→ **TASK PROMPT**
Change every "output a bounding box" in the lines below to "return a bounding box" and leave everything else as it is. Give the lines back without the pictures.
+--
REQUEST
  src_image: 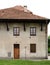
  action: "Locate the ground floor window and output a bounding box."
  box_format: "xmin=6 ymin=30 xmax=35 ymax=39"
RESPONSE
xmin=30 ymin=44 xmax=36 ymax=53
xmin=13 ymin=27 xmax=20 ymax=36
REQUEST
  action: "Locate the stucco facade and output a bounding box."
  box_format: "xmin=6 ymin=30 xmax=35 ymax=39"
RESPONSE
xmin=0 ymin=23 xmax=48 ymax=59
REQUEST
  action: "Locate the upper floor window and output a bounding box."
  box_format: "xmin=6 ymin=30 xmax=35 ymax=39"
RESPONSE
xmin=30 ymin=27 xmax=36 ymax=36
xmin=13 ymin=27 xmax=20 ymax=36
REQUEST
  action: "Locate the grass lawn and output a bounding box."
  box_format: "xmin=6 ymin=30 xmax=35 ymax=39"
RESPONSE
xmin=0 ymin=60 xmax=50 ymax=65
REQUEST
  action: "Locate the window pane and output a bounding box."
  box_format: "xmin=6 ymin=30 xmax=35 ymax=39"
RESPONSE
xmin=30 ymin=27 xmax=36 ymax=36
xmin=13 ymin=27 xmax=20 ymax=36
xmin=30 ymin=44 xmax=36 ymax=53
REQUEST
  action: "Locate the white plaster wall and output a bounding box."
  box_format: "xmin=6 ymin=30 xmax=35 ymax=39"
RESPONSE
xmin=0 ymin=23 xmax=47 ymax=58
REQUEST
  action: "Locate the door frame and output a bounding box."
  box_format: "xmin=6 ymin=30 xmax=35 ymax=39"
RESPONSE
xmin=13 ymin=44 xmax=20 ymax=59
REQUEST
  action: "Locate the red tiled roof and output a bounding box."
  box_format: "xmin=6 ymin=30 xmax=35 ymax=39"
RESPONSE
xmin=0 ymin=6 xmax=47 ymax=19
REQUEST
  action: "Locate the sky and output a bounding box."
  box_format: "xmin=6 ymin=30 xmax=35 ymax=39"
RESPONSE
xmin=0 ymin=0 xmax=50 ymax=36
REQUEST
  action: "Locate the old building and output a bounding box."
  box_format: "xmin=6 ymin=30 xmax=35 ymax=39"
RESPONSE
xmin=0 ymin=6 xmax=49 ymax=59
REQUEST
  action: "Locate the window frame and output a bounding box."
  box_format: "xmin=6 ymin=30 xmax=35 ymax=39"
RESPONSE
xmin=13 ymin=27 xmax=20 ymax=36
xmin=30 ymin=44 xmax=36 ymax=53
xmin=30 ymin=27 xmax=36 ymax=36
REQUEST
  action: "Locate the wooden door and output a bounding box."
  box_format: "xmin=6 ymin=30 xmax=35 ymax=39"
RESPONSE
xmin=14 ymin=44 xmax=19 ymax=59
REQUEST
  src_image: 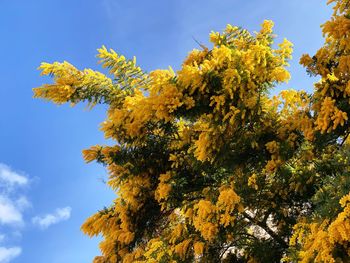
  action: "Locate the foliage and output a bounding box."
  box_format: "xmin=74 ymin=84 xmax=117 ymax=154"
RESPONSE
xmin=34 ymin=0 xmax=350 ymax=263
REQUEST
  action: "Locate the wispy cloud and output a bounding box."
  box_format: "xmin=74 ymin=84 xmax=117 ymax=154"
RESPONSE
xmin=32 ymin=206 xmax=72 ymax=229
xmin=0 ymin=195 xmax=23 ymax=225
xmin=0 ymin=247 xmax=22 ymax=263
xmin=0 ymin=163 xmax=28 ymax=187
xmin=0 ymin=163 xmax=31 ymax=263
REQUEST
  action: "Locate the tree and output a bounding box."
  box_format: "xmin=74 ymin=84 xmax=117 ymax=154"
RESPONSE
xmin=34 ymin=0 xmax=350 ymax=263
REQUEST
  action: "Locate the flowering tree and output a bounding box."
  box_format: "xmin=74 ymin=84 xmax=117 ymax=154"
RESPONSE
xmin=34 ymin=0 xmax=350 ymax=263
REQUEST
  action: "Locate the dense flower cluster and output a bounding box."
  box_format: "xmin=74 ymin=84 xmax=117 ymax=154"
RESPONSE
xmin=34 ymin=0 xmax=350 ymax=263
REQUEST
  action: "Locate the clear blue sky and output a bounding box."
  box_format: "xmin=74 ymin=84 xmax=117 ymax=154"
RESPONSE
xmin=0 ymin=0 xmax=331 ymax=263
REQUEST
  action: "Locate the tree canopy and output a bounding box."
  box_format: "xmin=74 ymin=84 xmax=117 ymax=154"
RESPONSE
xmin=34 ymin=0 xmax=350 ymax=263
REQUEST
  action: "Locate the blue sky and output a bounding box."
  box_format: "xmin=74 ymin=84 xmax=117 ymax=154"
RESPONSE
xmin=0 ymin=0 xmax=331 ymax=263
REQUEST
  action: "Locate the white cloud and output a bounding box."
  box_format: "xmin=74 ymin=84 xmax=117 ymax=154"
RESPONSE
xmin=0 ymin=247 xmax=22 ymax=263
xmin=0 ymin=163 xmax=31 ymax=263
xmin=32 ymin=206 xmax=72 ymax=229
xmin=0 ymin=195 xmax=23 ymax=225
xmin=0 ymin=163 xmax=28 ymax=189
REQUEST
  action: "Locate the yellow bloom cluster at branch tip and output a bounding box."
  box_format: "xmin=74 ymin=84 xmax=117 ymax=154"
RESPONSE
xmin=34 ymin=0 xmax=350 ymax=263
xmin=290 ymin=194 xmax=350 ymax=263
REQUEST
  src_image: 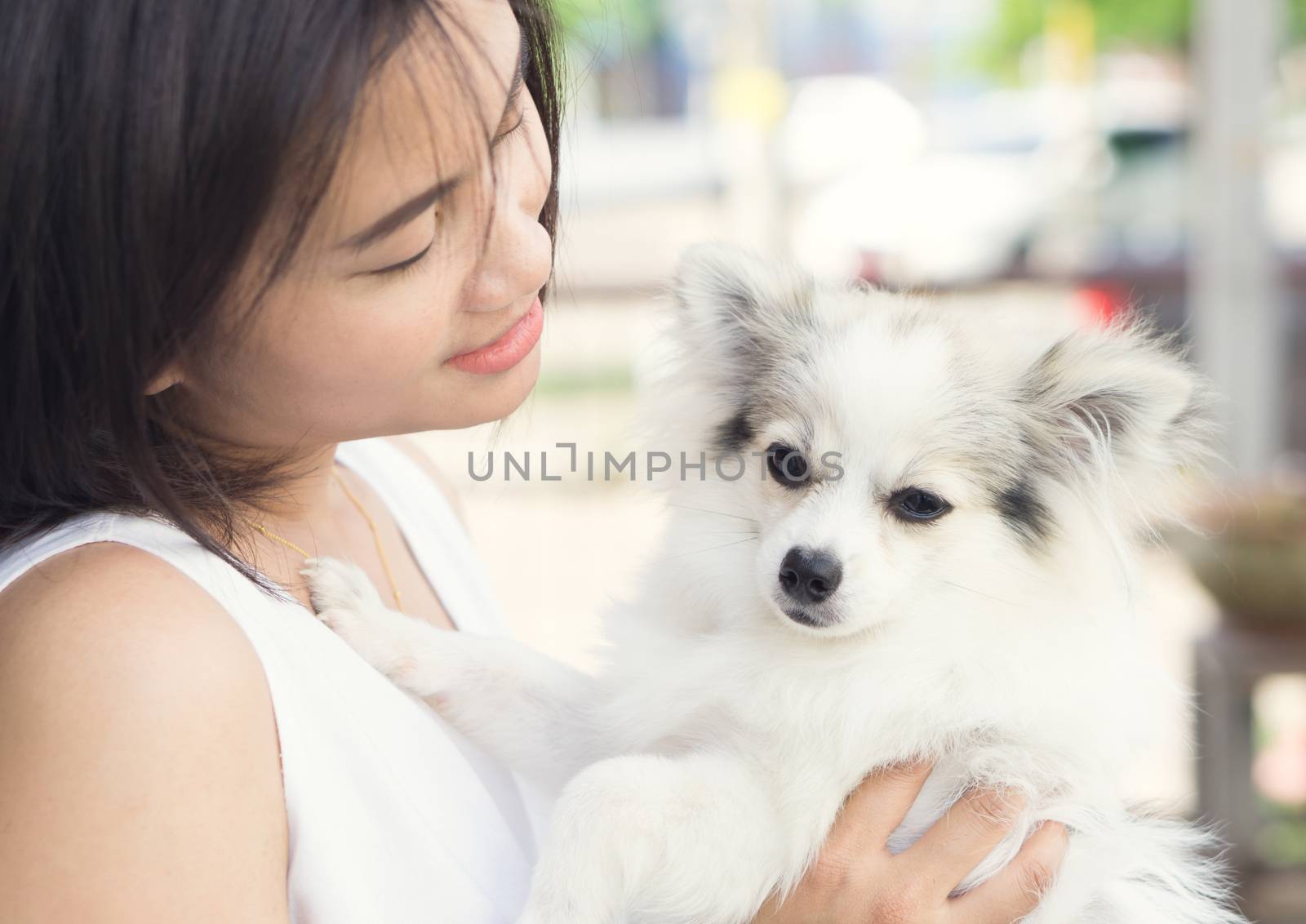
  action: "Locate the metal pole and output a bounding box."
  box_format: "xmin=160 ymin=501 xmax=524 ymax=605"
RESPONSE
xmin=1188 ymin=0 xmax=1285 ymax=478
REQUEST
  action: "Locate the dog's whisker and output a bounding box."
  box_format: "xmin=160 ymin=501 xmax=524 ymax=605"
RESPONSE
xmin=668 ymin=504 xmax=757 ymax=523
xmin=657 ymin=535 xmax=757 ymax=562
xmin=940 ymin=578 xmax=1016 ymax=606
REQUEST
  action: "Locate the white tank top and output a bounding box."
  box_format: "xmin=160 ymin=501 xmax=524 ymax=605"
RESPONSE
+--
→ **OUTPUT BELOW**
REQUEST
  src_image: 
  action: "Locate the ground floor window and return a bounding box."
  box_format: "xmin=6 ymin=30 xmax=35 ymax=39"
RESPONSE
xmin=30 ymin=44 xmax=36 ymax=53
xmin=13 ymin=27 xmax=20 ymax=36
REQUEST
  action: "Locate the stucco facade and return a bounding box."
  box_format: "xmin=6 ymin=30 xmax=35 ymax=39"
RESPONSE
xmin=0 ymin=23 xmax=48 ymax=59
REQUEST
  action: "Locate the upper floor window and return a bounding box."
  box_format: "xmin=6 ymin=30 xmax=35 ymax=39"
RESPONSE
xmin=30 ymin=27 xmax=36 ymax=36
xmin=13 ymin=27 xmax=20 ymax=36
REQUEST
  action: "Locate the grass lawn and return a bounding box."
  box_format: "xmin=6 ymin=30 xmax=35 ymax=39"
RESPONSE
xmin=0 ymin=60 xmax=50 ymax=65
REQUEST
  action: "Locate the window pane and return a bounding box."
  box_format: "xmin=6 ymin=30 xmax=35 ymax=39"
RESPONSE
xmin=30 ymin=27 xmax=36 ymax=36
xmin=13 ymin=27 xmax=20 ymax=36
xmin=30 ymin=44 xmax=36 ymax=53
REQUEST
  action: "Locate the white plaster wall and return a bounding box."
  box_format: "xmin=6 ymin=30 xmax=35 ymax=39"
RESPONSE
xmin=0 ymin=23 xmax=47 ymax=58
REQUEST
  action: "Locate the door frame and return a bounding box."
  box_format: "xmin=6 ymin=30 xmax=35 ymax=39"
RESPONSE
xmin=13 ymin=44 xmax=20 ymax=59
REQUEST
  action: "Locate the red tiled roof and return a bounding box."
  box_format: "xmin=6 ymin=30 xmax=35 ymax=39"
RESPONSE
xmin=0 ymin=6 xmax=47 ymax=19
REQUEST
  action: "Locate the sky and return a bounding box."
  box_format: "xmin=6 ymin=30 xmax=35 ymax=39"
RESPONSE
xmin=0 ymin=0 xmax=50 ymax=36
REQUEST
  action: "Locate the old building and return a bounding box."
  box_format: "xmin=6 ymin=30 xmax=35 ymax=39"
RESPONSE
xmin=0 ymin=6 xmax=49 ymax=59
REQUEST
  action: "Locate the window frame and return a bounding box."
  box_format: "xmin=6 ymin=30 xmax=35 ymax=39"
RESPONSE
xmin=13 ymin=27 xmax=20 ymax=36
xmin=30 ymin=44 xmax=36 ymax=53
xmin=30 ymin=27 xmax=36 ymax=36
REQUEST
  action: "Locate the wooden door and return a bounding box."
  box_format: "xmin=6 ymin=30 xmax=35 ymax=39"
RESPONSE
xmin=14 ymin=44 xmax=19 ymax=59
REQUEST
  src_image: 
  action: "Locate the foliage and return a bounding box."
  box_format: "xmin=74 ymin=84 xmax=117 ymax=154"
RESPONSE
xmin=34 ymin=0 xmax=350 ymax=263
REQUEST
  action: "Locate the wispy cloud and return a bounding box."
  box_format: "xmin=74 ymin=84 xmax=117 ymax=154"
RESPONSE
xmin=32 ymin=206 xmax=72 ymax=229
xmin=0 ymin=195 xmax=23 ymax=225
xmin=0 ymin=247 xmax=22 ymax=263
xmin=0 ymin=163 xmax=28 ymax=187
xmin=0 ymin=163 xmax=31 ymax=263
REQUEST
  action: "Locate the tree and return a bounding box."
  box_format: "xmin=74 ymin=84 xmax=117 ymax=154"
RESPONSE
xmin=34 ymin=0 xmax=350 ymax=263
REQUEST
  action: "Locate the flowering tree and return a bounding box."
  box_format: "xmin=74 ymin=84 xmax=117 ymax=154"
RESPONSE
xmin=34 ymin=0 xmax=350 ymax=263
REQUEST
  action: "Locate the dense flower cluster and return a bounding box."
  box_format: "xmin=74 ymin=84 xmax=117 ymax=154"
RESPONSE
xmin=34 ymin=0 xmax=350 ymax=263
REQUEST
  action: "Locate the clear blue sky and return a bounding box."
  box_format: "xmin=74 ymin=84 xmax=117 ymax=154"
RESPONSE
xmin=0 ymin=0 xmax=331 ymax=263
REQUEST
  action: "Locate the tree canopy and return a bounding box."
  box_format: "xmin=74 ymin=84 xmax=117 ymax=154"
RESPONSE
xmin=34 ymin=0 xmax=350 ymax=263
REQUEST
  action: "Locate the blue sky and return a bounding box."
  box_format: "xmin=74 ymin=84 xmax=117 ymax=154"
RESPONSE
xmin=0 ymin=0 xmax=331 ymax=263
REQUEST
  action: "Locate the white cloud and return a bounding box."
  box_format: "xmin=74 ymin=84 xmax=117 ymax=154"
RESPONSE
xmin=0 ymin=247 xmax=22 ymax=263
xmin=0 ymin=163 xmax=31 ymax=263
xmin=32 ymin=206 xmax=72 ymax=229
xmin=0 ymin=195 xmax=23 ymax=225
xmin=0 ymin=163 xmax=28 ymax=189
REQUEST
  action: "Locate the yellow bloom cluster at branch tip and return a bounding box."
  box_format: "xmin=74 ymin=84 xmax=117 ymax=154"
RESPONSE
xmin=34 ymin=0 xmax=350 ymax=263
xmin=290 ymin=194 xmax=350 ymax=263
REQUEST
  src_image: 
  action: "Locate the metal pole and return a bounding box."
  box_format: "xmin=160 ymin=501 xmax=524 ymax=605"
RESPONSE
xmin=1188 ymin=0 xmax=1285 ymax=478
REQUEST
  action: "Locate the dog's whisker and return a bounding box."
  box_format: "xmin=160 ymin=501 xmax=524 ymax=605"
RESPONSE
xmin=668 ymin=504 xmax=757 ymax=523
xmin=657 ymin=535 xmax=757 ymax=562
xmin=940 ymin=578 xmax=1016 ymax=606
REQUEST
  action: "Locate the white tank top and return a bounding box."
  box_format: "xmin=160 ymin=501 xmax=524 ymax=605"
RESPONSE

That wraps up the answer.